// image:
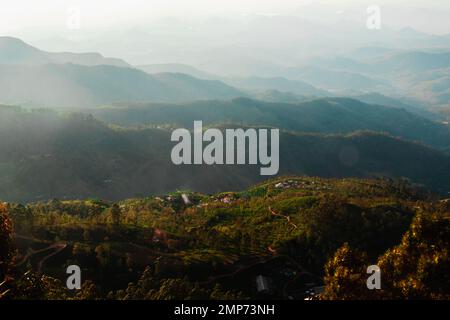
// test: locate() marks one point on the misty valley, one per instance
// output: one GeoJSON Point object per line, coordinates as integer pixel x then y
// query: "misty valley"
{"type": "Point", "coordinates": [226, 159]}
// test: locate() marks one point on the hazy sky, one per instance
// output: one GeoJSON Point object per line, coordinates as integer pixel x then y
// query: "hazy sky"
{"type": "Point", "coordinates": [16, 16]}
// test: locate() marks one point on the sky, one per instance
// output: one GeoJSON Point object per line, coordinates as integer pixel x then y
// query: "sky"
{"type": "Point", "coordinates": [32, 17]}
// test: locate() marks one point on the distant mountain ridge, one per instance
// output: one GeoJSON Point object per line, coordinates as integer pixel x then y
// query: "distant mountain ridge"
{"type": "Point", "coordinates": [323, 115]}
{"type": "Point", "coordinates": [46, 155]}
{"type": "Point", "coordinates": [14, 51]}
{"type": "Point", "coordinates": [78, 86]}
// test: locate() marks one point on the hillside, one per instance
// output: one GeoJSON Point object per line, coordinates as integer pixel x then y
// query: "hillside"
{"type": "Point", "coordinates": [46, 155]}
{"type": "Point", "coordinates": [327, 115]}
{"type": "Point", "coordinates": [215, 246]}
{"type": "Point", "coordinates": [77, 86]}
{"type": "Point", "coordinates": [14, 51]}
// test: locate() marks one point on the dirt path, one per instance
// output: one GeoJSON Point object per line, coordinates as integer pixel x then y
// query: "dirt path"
{"type": "Point", "coordinates": [285, 217]}
{"type": "Point", "coordinates": [57, 247]}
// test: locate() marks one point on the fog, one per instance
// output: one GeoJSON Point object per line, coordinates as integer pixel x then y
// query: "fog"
{"type": "Point", "coordinates": [217, 34]}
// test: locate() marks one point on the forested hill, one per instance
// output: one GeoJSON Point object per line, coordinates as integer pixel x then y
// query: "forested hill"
{"type": "Point", "coordinates": [325, 115]}
{"type": "Point", "coordinates": [48, 155]}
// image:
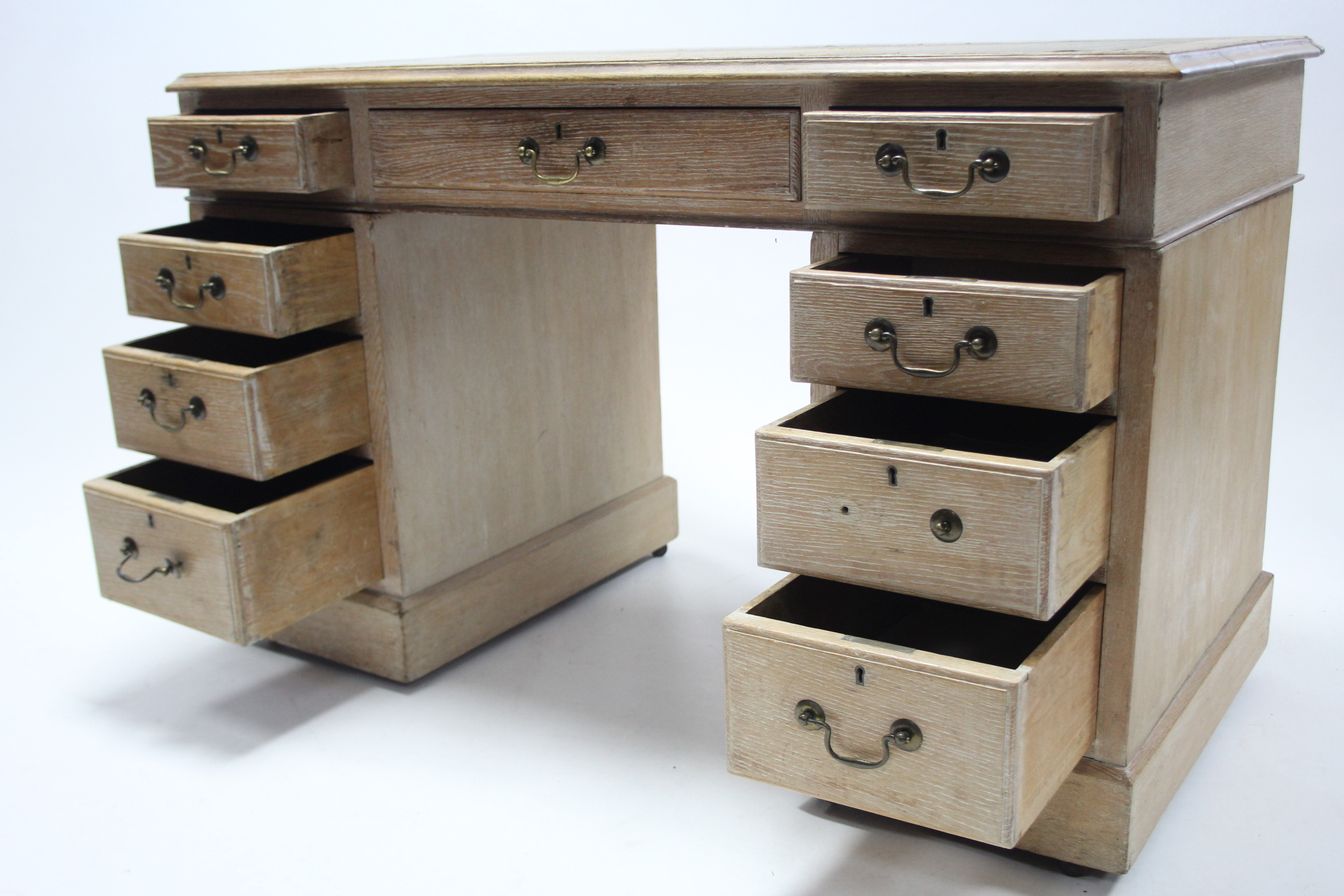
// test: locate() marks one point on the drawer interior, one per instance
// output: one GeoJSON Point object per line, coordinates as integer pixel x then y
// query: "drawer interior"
{"type": "Point", "coordinates": [944, 424]}
{"type": "Point", "coordinates": [232, 494]}
{"type": "Point", "coordinates": [906, 622]}
{"type": "Point", "coordinates": [249, 233]}
{"type": "Point", "coordinates": [1009, 272]}
{"type": "Point", "coordinates": [240, 349]}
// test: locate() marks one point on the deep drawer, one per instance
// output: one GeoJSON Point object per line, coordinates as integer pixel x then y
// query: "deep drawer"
{"type": "Point", "coordinates": [730, 153]}
{"type": "Point", "coordinates": [996, 507]}
{"type": "Point", "coordinates": [229, 556]}
{"type": "Point", "coordinates": [979, 717]}
{"type": "Point", "coordinates": [255, 277]}
{"type": "Point", "coordinates": [1050, 333]}
{"type": "Point", "coordinates": [1056, 165]}
{"type": "Point", "coordinates": [244, 405]}
{"type": "Point", "coordinates": [284, 153]}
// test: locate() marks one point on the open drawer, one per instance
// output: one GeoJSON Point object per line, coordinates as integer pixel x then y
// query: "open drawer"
{"type": "Point", "coordinates": [230, 556]}
{"type": "Point", "coordinates": [248, 276]}
{"type": "Point", "coordinates": [988, 331]}
{"type": "Point", "coordinates": [944, 717]}
{"type": "Point", "coordinates": [237, 403]}
{"type": "Point", "coordinates": [991, 506]}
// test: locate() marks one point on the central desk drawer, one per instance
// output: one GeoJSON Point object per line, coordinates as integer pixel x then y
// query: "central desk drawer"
{"type": "Point", "coordinates": [944, 717]}
{"type": "Point", "coordinates": [229, 556]}
{"type": "Point", "coordinates": [1050, 333]}
{"type": "Point", "coordinates": [246, 276]}
{"type": "Point", "coordinates": [729, 153]}
{"type": "Point", "coordinates": [244, 405]}
{"type": "Point", "coordinates": [1006, 508]}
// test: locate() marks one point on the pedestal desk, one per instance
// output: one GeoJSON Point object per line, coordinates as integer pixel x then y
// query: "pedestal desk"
{"type": "Point", "coordinates": [417, 398]}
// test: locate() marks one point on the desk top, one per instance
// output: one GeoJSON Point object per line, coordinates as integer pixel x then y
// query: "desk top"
{"type": "Point", "coordinates": [1081, 60]}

━━━━━━━━

Problem requirements: Exactly reproduce each record, leaving out any pictures.

Solution to this problem:
// image:
// test: locate() marks one point on the misty valley, one per instance
// output: one GeoJSON Point object per line, coordinates as integer pixel x then y
// query: "misty valley"
{"type": "Point", "coordinates": [226, 159]}
// test: locate() marks one point on the hazy sky, one per instance
// output: one GeoJSON Point object per line, coordinates as integer pixel x then y
// query: "hazy sky"
{"type": "Point", "coordinates": [16, 16]}
// test: locate() marks one point on the sky, one per instance
// output: one GeoJSON Point object per line, coordinates as integer pixel x then y
// query: "sky"
{"type": "Point", "coordinates": [32, 17]}
// test: locate() marks one point on the distant mountain ridge, one per instance
// output: one GeoJSON Point object per line, coordinates as integer pixel x then y
// query: "distant mountain ridge"
{"type": "Point", "coordinates": [323, 115]}
{"type": "Point", "coordinates": [46, 155]}
{"type": "Point", "coordinates": [14, 51]}
{"type": "Point", "coordinates": [78, 86]}
// test: locate() marks one point on the hillside, one per instance
// output: one GeoJSON Point object per line, coordinates as integer pixel x then y
// query: "hillside"
{"type": "Point", "coordinates": [46, 155]}
{"type": "Point", "coordinates": [327, 115]}
{"type": "Point", "coordinates": [215, 246]}
{"type": "Point", "coordinates": [77, 86]}
{"type": "Point", "coordinates": [14, 51]}
// test: locate() marks one point on the dirt path, one per instance
// output: one GeoJSON Point object per line, coordinates as integer pixel x then y
// query: "dirt path"
{"type": "Point", "coordinates": [285, 217]}
{"type": "Point", "coordinates": [57, 247]}
// test: locate() marks one point on the fog, one per instance
// output: one GeoJSON Point object per line, coordinates as integer pixel x then y
// query: "fog"
{"type": "Point", "coordinates": [217, 34]}
// test: locate() marks one point on the forested hill, one per instance
// output: one GeoJSON Point object per line, coordinates as integer pixel x then y
// query: "forested hill"
{"type": "Point", "coordinates": [325, 115]}
{"type": "Point", "coordinates": [48, 155]}
// image:
// test: locate() marks one point on the drawer interior, one per instance
// output: one GeoJSON Point object per line, coordinates as integer pixel x then y
// query: "drawer interior"
{"type": "Point", "coordinates": [944, 424]}
{"type": "Point", "coordinates": [232, 494]}
{"type": "Point", "coordinates": [906, 622]}
{"type": "Point", "coordinates": [249, 233]}
{"type": "Point", "coordinates": [1009, 272]}
{"type": "Point", "coordinates": [240, 349]}
// test: locate() marks one point on the deep drawer, one per instance
// output: one GeoJSON Point object per line, coordinates as integer pixel x then y
// query: "deep drawer"
{"type": "Point", "coordinates": [730, 153]}
{"type": "Point", "coordinates": [996, 507]}
{"type": "Point", "coordinates": [229, 556]}
{"type": "Point", "coordinates": [979, 717]}
{"type": "Point", "coordinates": [255, 277]}
{"type": "Point", "coordinates": [1050, 333]}
{"type": "Point", "coordinates": [1056, 165]}
{"type": "Point", "coordinates": [244, 405]}
{"type": "Point", "coordinates": [284, 153]}
// test: locate() marks one point on the open drawer, one per instance
// output: one GeoJSON Point object per line, coordinates as integer pixel x then y
// query: "open drawer"
{"type": "Point", "coordinates": [230, 556]}
{"type": "Point", "coordinates": [248, 276]}
{"type": "Point", "coordinates": [988, 331]}
{"type": "Point", "coordinates": [944, 717]}
{"type": "Point", "coordinates": [237, 403]}
{"type": "Point", "coordinates": [991, 506]}
// test: locate() marks one point on the central desk drawer, one per instance
// output: one GeoJSON Point object per line, coordinates as integer pixel x then y
// query: "central desk drawer"
{"type": "Point", "coordinates": [944, 717]}
{"type": "Point", "coordinates": [229, 556]}
{"type": "Point", "coordinates": [1050, 333]}
{"type": "Point", "coordinates": [246, 276]}
{"type": "Point", "coordinates": [729, 153]}
{"type": "Point", "coordinates": [244, 405]}
{"type": "Point", "coordinates": [1006, 508]}
// test: locate() marks one point on the pedestal desk, one per instance
// output: one GeoJSON Point object per line, coordinates as integer pixel x then y
// query: "pedestal desk"
{"type": "Point", "coordinates": [417, 398]}
// test: locate() marks one point on the desk top, one per instance
// output: one GeoJSON Point object per line, coordinates as integer pixel x then y
// query: "desk top"
{"type": "Point", "coordinates": [1081, 60]}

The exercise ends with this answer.